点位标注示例
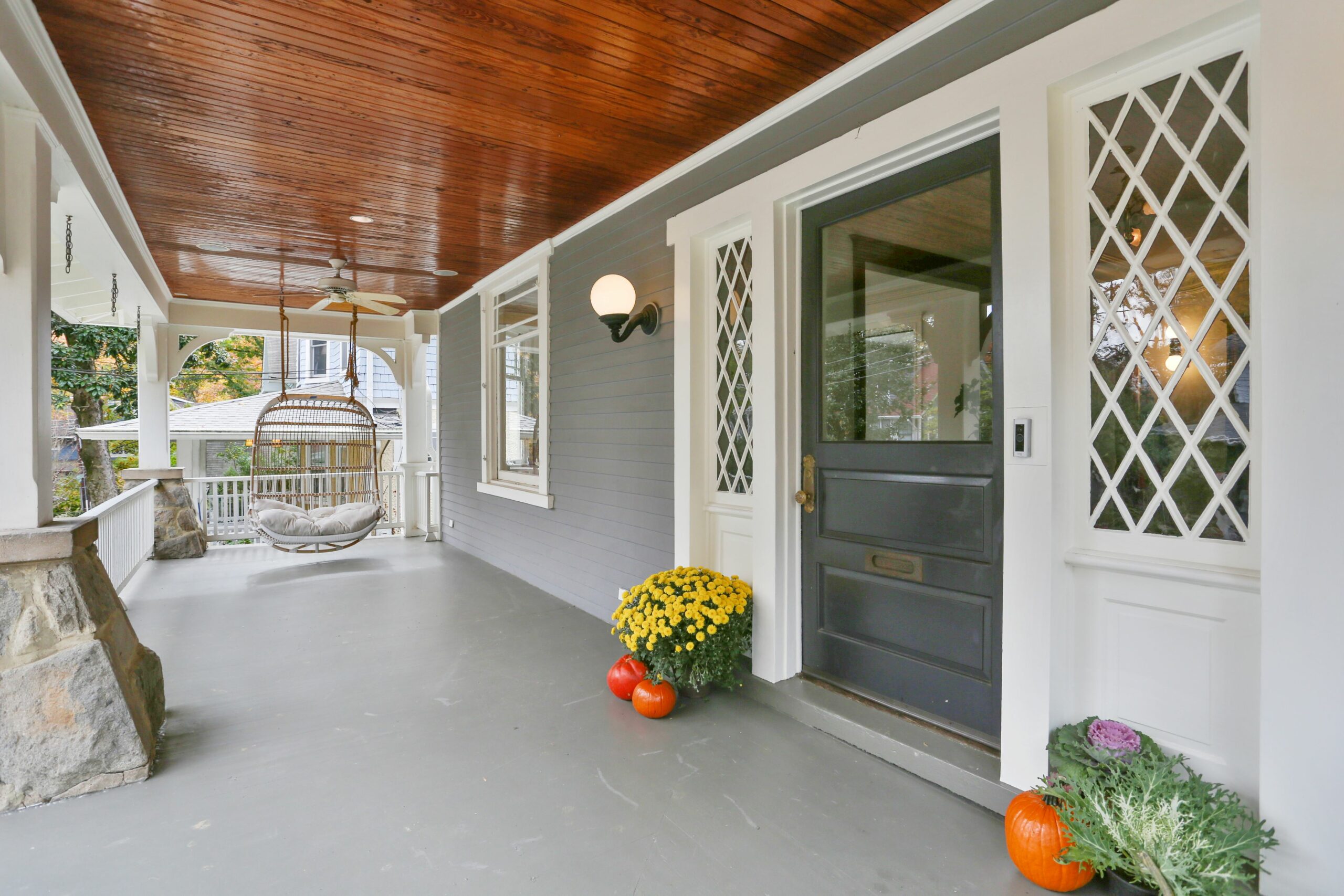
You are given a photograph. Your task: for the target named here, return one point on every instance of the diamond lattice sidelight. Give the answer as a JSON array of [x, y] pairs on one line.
[[733, 366], [1170, 303]]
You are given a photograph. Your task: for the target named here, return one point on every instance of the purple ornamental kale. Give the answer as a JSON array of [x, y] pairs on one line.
[[1115, 738]]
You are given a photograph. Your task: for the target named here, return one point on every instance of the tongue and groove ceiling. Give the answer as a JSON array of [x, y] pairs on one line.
[[468, 131]]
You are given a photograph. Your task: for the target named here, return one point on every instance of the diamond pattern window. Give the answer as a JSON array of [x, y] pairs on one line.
[[733, 366], [1170, 305]]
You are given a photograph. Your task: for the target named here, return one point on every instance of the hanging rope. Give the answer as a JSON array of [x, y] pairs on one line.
[[351, 366]]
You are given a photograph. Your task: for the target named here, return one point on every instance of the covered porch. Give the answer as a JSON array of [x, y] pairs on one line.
[[404, 718]]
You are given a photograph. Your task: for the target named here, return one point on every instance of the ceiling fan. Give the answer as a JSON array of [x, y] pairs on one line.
[[340, 291]]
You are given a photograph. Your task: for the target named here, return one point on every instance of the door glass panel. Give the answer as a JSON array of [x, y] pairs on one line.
[[908, 319]]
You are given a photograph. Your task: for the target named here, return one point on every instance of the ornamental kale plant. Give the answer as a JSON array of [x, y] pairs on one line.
[[1151, 818], [1081, 749]]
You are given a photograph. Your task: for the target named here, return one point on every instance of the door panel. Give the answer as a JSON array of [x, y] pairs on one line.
[[944, 628], [902, 412], [940, 513]]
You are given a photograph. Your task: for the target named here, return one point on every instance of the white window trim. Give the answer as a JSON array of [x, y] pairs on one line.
[[1232, 556], [534, 491]]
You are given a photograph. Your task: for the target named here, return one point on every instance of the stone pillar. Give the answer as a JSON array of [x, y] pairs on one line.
[[81, 699], [178, 531]]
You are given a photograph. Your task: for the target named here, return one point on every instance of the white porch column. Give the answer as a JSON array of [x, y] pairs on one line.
[[414, 412], [154, 397], [25, 319]]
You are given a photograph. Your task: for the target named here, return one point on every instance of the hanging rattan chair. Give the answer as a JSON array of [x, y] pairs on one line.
[[315, 465]]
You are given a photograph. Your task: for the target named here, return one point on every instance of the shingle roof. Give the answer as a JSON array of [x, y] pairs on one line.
[[232, 419]]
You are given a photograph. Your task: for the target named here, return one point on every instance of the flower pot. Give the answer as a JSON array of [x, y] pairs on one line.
[[1119, 886]]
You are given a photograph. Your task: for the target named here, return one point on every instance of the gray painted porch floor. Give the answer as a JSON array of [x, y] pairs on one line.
[[402, 719]]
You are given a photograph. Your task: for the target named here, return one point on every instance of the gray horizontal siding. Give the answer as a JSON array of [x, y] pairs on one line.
[[612, 438]]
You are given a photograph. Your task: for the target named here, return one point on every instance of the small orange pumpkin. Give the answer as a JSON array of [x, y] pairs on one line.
[[1035, 839]]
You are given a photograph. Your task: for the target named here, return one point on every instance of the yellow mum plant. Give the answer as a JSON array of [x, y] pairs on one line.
[[687, 625]]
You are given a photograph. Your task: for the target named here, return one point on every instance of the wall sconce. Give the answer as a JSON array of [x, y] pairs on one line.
[[613, 300], [1174, 349]]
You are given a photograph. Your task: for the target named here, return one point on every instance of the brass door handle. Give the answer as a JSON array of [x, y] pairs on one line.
[[807, 496]]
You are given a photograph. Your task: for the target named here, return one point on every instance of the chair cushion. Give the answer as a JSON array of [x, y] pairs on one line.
[[291, 520]]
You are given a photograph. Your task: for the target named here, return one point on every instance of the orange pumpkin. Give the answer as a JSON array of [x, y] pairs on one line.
[[1035, 839], [654, 700]]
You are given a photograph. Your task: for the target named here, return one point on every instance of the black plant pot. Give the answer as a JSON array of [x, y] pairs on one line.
[[1119, 886]]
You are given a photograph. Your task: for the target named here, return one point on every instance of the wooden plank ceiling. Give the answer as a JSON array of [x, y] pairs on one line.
[[469, 131]]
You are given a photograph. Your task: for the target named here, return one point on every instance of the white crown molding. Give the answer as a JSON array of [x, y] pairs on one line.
[[928, 26], [30, 51]]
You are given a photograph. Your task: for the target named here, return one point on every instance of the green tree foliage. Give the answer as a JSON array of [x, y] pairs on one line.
[[93, 371], [238, 457], [222, 370]]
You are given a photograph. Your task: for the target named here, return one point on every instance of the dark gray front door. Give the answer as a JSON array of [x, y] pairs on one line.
[[902, 412]]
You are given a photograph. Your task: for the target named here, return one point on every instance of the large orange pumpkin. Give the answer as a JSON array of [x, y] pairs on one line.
[[1035, 837], [654, 700]]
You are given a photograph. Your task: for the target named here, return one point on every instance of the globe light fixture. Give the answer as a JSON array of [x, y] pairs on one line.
[[613, 300]]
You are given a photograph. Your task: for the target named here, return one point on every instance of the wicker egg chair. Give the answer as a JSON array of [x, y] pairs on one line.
[[315, 467]]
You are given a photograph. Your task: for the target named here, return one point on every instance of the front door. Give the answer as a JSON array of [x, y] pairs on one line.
[[902, 405]]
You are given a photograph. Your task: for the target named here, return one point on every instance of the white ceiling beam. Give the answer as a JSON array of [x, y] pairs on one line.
[[33, 59], [265, 319]]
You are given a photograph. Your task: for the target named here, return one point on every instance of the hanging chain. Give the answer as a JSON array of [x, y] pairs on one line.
[[284, 339], [351, 366]]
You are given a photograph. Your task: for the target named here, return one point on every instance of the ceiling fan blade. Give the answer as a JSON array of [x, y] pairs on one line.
[[296, 291], [381, 297], [374, 307]]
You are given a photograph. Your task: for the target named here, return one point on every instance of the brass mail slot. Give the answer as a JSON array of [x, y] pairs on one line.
[[901, 566]]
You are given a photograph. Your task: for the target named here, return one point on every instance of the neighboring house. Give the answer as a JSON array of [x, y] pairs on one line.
[[315, 363], [65, 445], [205, 431]]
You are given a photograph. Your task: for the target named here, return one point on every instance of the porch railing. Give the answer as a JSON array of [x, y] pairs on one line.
[[125, 531], [222, 504]]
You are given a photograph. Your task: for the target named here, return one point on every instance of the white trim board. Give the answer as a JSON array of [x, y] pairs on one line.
[[928, 26]]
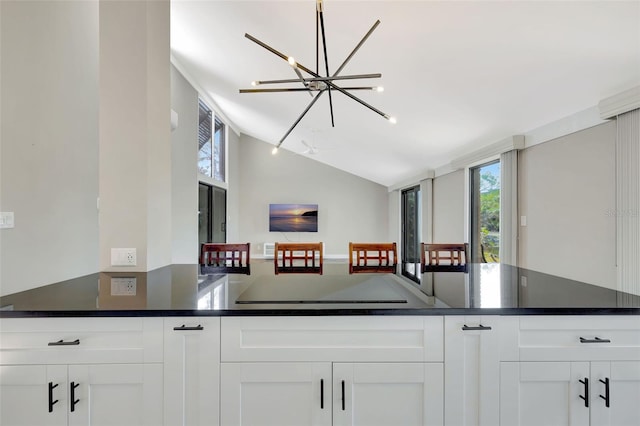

- _任务说明_
请从上方记录中摘出所有含有字符串“pumpkin”的行，并逐行照录。匹配时区分大小写。

- _书面作答_
You are given a photograph. Your task: for the target named here, return one point on every instance of the small orange pumpkin. Give the answer as a JSON array of [x, y] pairs on one line.
You are given a photograph. Your task: for the target named here, return one point on every instance of the orange pumpkin. Give the answer as a JSON array of [x, y] pairs on one line.
You are given a photograph. Your task: for the target named here, return one point on every instance of the large orange pumpkin. Give the answer as a JSON array of [x, y] pairs on one line.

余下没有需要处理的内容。